> [YOUR OBJECTIVE]
Give the lines of the records below as a JSON list of strings, one string per line, skipping any blank lines. Begin at the line that contains "Would you point at the wheel" and stop after the final line of the records.

Records of labeled points
-=-=-

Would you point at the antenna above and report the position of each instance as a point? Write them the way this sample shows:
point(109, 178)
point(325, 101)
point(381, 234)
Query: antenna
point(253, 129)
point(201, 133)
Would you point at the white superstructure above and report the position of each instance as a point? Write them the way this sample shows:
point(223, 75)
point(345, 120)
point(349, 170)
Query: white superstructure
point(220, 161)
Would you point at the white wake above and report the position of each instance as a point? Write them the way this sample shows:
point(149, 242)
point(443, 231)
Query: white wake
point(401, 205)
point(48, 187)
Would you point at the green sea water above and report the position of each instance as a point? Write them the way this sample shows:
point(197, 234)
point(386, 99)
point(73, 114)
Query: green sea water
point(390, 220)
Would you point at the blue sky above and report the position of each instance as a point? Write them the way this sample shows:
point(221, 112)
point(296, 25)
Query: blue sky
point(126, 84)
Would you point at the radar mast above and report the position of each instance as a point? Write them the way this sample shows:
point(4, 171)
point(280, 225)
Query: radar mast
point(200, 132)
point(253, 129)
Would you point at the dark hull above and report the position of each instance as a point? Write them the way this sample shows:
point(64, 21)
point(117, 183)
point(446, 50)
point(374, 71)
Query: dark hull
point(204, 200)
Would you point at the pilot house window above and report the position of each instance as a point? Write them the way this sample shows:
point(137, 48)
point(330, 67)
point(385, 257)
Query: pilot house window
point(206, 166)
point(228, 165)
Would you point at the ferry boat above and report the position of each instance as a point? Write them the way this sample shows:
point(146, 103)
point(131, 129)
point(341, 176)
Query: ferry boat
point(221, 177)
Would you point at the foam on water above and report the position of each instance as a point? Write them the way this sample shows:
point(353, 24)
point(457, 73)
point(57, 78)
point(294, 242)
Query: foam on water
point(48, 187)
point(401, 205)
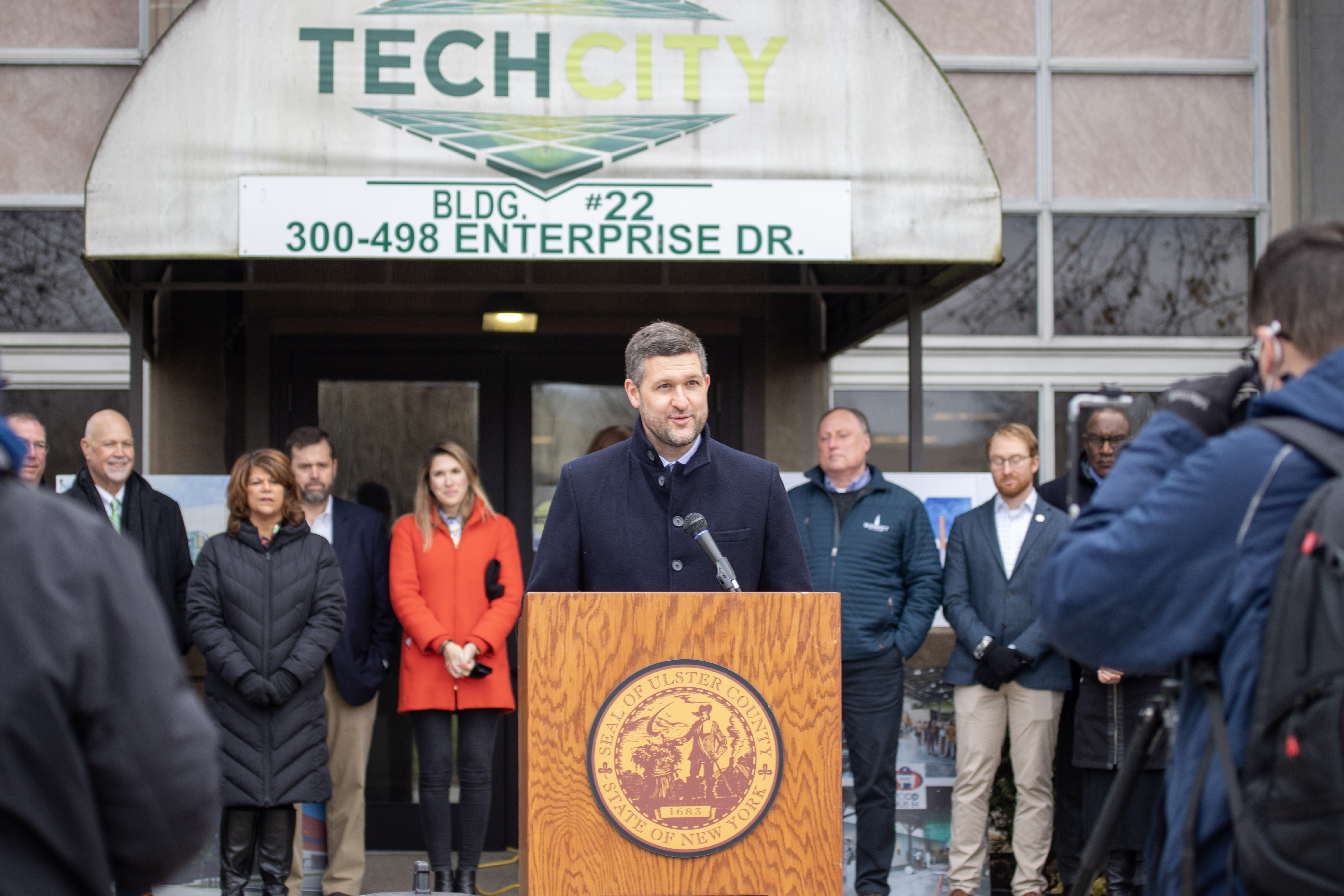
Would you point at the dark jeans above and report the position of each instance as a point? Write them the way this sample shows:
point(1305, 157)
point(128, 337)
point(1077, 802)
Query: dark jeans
point(475, 758)
point(871, 697)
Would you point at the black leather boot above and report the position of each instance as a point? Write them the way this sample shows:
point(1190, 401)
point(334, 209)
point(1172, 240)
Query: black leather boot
point(237, 848)
point(276, 846)
point(464, 882)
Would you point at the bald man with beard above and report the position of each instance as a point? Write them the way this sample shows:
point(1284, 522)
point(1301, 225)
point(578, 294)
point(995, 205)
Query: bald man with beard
point(110, 486)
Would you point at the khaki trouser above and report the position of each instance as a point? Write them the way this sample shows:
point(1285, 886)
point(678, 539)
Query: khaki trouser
point(350, 731)
point(1033, 719)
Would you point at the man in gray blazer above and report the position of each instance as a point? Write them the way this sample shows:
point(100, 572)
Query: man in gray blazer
point(1006, 676)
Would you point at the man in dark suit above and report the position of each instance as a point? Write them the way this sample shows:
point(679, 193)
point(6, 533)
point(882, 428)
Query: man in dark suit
point(1006, 676)
point(110, 486)
point(1107, 433)
point(616, 518)
point(359, 660)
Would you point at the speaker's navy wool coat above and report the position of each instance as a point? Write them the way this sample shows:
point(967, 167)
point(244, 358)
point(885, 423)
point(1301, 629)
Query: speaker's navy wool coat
point(614, 523)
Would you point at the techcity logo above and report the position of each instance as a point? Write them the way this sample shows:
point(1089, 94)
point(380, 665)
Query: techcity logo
point(544, 152)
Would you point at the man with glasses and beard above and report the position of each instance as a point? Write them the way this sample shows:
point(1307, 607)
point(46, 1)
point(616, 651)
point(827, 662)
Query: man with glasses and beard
point(616, 514)
point(1006, 678)
point(1105, 436)
point(357, 664)
point(1107, 433)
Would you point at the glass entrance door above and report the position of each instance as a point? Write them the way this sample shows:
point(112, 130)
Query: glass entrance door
point(569, 421)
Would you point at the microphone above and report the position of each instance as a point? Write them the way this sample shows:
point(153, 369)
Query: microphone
point(695, 526)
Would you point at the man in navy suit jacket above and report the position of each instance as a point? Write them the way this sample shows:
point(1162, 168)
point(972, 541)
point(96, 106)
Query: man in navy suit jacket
point(617, 514)
point(359, 660)
point(1006, 676)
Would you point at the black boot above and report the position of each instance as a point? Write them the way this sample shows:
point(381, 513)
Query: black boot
point(278, 849)
point(237, 848)
point(464, 882)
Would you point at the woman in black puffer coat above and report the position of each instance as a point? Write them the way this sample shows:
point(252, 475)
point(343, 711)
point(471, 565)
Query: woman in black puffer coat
point(265, 606)
point(1109, 703)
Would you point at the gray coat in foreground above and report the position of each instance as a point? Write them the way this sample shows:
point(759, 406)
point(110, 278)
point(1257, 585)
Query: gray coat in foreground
point(253, 608)
point(979, 600)
point(107, 759)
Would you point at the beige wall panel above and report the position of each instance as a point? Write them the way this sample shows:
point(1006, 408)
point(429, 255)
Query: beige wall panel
point(1151, 29)
point(54, 117)
point(972, 27)
point(70, 23)
point(1154, 138)
point(1003, 109)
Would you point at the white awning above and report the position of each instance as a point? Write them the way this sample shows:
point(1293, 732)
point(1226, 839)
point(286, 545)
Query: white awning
point(546, 95)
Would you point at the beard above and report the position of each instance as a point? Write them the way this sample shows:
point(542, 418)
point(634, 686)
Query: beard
point(316, 494)
point(663, 430)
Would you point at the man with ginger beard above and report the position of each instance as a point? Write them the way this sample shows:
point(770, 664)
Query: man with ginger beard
point(616, 518)
point(1005, 675)
point(110, 486)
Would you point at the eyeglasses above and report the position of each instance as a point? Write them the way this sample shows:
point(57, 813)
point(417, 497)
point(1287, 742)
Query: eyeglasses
point(1115, 441)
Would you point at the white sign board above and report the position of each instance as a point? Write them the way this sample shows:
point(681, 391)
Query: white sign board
point(499, 218)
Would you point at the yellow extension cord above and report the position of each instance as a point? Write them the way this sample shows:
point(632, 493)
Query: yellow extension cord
point(511, 862)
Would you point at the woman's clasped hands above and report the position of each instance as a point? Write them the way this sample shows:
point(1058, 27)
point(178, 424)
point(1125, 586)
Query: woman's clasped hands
point(459, 660)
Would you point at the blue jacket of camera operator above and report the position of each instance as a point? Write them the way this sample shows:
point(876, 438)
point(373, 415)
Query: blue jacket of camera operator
point(1175, 557)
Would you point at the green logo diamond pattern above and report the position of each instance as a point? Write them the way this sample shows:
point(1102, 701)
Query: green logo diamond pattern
point(545, 152)
point(616, 9)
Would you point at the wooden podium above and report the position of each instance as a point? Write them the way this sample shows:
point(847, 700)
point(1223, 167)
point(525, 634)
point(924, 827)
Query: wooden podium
point(702, 769)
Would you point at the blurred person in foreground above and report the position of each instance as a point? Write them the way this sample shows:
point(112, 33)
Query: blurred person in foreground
point(357, 665)
point(110, 486)
point(870, 541)
point(1109, 703)
point(457, 588)
point(1178, 554)
point(1006, 676)
point(265, 606)
point(107, 759)
point(1104, 437)
point(30, 429)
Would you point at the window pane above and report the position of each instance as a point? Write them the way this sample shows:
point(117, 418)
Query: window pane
point(998, 304)
point(44, 285)
point(956, 426)
point(1138, 414)
point(1151, 276)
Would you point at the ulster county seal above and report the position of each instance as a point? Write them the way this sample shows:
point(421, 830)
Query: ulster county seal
point(685, 758)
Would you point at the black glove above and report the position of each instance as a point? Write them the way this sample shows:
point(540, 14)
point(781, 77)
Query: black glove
point(255, 688)
point(493, 581)
point(986, 676)
point(283, 684)
point(1006, 663)
point(1212, 403)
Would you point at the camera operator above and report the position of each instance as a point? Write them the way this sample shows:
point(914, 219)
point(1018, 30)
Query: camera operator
point(1178, 553)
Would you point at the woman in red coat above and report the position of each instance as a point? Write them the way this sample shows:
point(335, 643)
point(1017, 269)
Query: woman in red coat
point(455, 657)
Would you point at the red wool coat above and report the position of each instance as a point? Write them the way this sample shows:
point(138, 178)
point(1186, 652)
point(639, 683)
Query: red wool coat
point(440, 596)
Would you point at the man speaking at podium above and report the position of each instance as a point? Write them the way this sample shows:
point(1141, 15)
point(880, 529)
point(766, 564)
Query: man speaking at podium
point(616, 518)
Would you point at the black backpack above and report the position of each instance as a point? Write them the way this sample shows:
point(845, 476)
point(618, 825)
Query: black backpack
point(1288, 805)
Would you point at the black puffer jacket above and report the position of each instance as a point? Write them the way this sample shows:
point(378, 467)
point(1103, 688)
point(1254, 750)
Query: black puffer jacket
point(1108, 715)
point(268, 609)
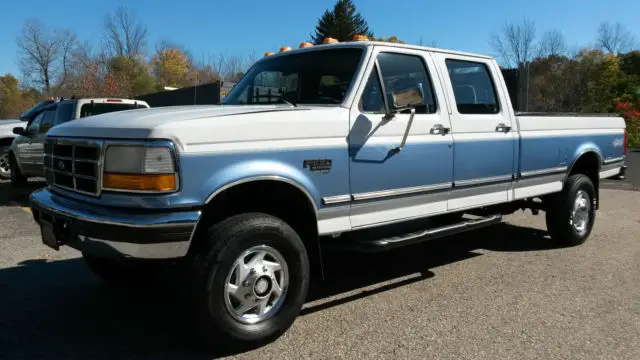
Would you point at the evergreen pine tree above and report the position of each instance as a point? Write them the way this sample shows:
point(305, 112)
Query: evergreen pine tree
point(343, 23)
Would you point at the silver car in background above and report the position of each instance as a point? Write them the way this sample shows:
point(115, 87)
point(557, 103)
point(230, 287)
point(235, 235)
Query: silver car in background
point(27, 149)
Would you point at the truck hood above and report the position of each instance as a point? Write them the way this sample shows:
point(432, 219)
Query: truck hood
point(197, 125)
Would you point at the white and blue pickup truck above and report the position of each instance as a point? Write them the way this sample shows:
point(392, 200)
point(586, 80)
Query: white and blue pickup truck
point(370, 145)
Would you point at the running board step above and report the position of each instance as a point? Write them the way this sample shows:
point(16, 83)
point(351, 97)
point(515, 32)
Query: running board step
point(381, 244)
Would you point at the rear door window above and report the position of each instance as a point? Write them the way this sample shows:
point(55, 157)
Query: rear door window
point(34, 125)
point(473, 87)
point(48, 119)
point(90, 109)
point(65, 113)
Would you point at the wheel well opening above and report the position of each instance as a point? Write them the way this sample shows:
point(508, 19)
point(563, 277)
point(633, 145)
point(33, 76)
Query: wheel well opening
point(5, 142)
point(588, 164)
point(272, 197)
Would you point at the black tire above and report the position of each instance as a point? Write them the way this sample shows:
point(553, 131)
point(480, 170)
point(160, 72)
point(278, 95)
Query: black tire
point(124, 273)
point(5, 163)
point(224, 243)
point(18, 180)
point(559, 212)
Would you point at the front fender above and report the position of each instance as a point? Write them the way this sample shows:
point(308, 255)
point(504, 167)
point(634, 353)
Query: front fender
point(253, 170)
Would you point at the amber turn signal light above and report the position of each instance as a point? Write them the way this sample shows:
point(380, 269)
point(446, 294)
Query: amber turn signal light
point(155, 182)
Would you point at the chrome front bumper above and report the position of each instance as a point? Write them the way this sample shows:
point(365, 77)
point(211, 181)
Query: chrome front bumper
point(104, 231)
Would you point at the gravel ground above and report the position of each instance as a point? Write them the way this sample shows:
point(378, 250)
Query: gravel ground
point(505, 292)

-=-=-

> [EXERCISE RESPONSE]
[
  "Would you point at the wheel well opening above and report the position of each instance as a point? Write them the way this sample shows:",
  "point(508, 19)",
  "point(563, 277)",
  "point(633, 145)",
  "point(33, 76)",
  "Query: wheel well opening",
  "point(5, 142)",
  "point(588, 164)",
  "point(272, 197)",
  "Would you point at the black tire above and report the position of each instance as a point? Write them the way this sample shows:",
  "point(553, 131)",
  "point(480, 170)",
  "point(160, 72)",
  "point(278, 95)",
  "Query: black tire",
  "point(124, 273)",
  "point(5, 163)",
  "point(224, 243)",
  "point(18, 180)",
  "point(559, 212)",
  "Would you point at the front fender above and report the position of each instance as a point? Write them the way this sample shows:",
  "point(308, 255)",
  "point(504, 167)",
  "point(634, 353)",
  "Query: front fender",
  "point(253, 170)",
  "Would you point at the amber turn signal light above and report the position of each instance as a point? Write them the way this sample shows:",
  "point(380, 269)",
  "point(446, 294)",
  "Query: amber turn signal light",
  "point(155, 182)",
  "Would you point at the chrome front bumper above and report the position of each instance as a point? Write them the way this sample shows:",
  "point(365, 77)",
  "point(211, 181)",
  "Query: chrome front bumper",
  "point(104, 231)",
  "Would you point at the gravel ground above and report the position of each instance as a point? Write them the way this sample shows:",
  "point(378, 250)",
  "Query: gravel ground",
  "point(505, 292)"
]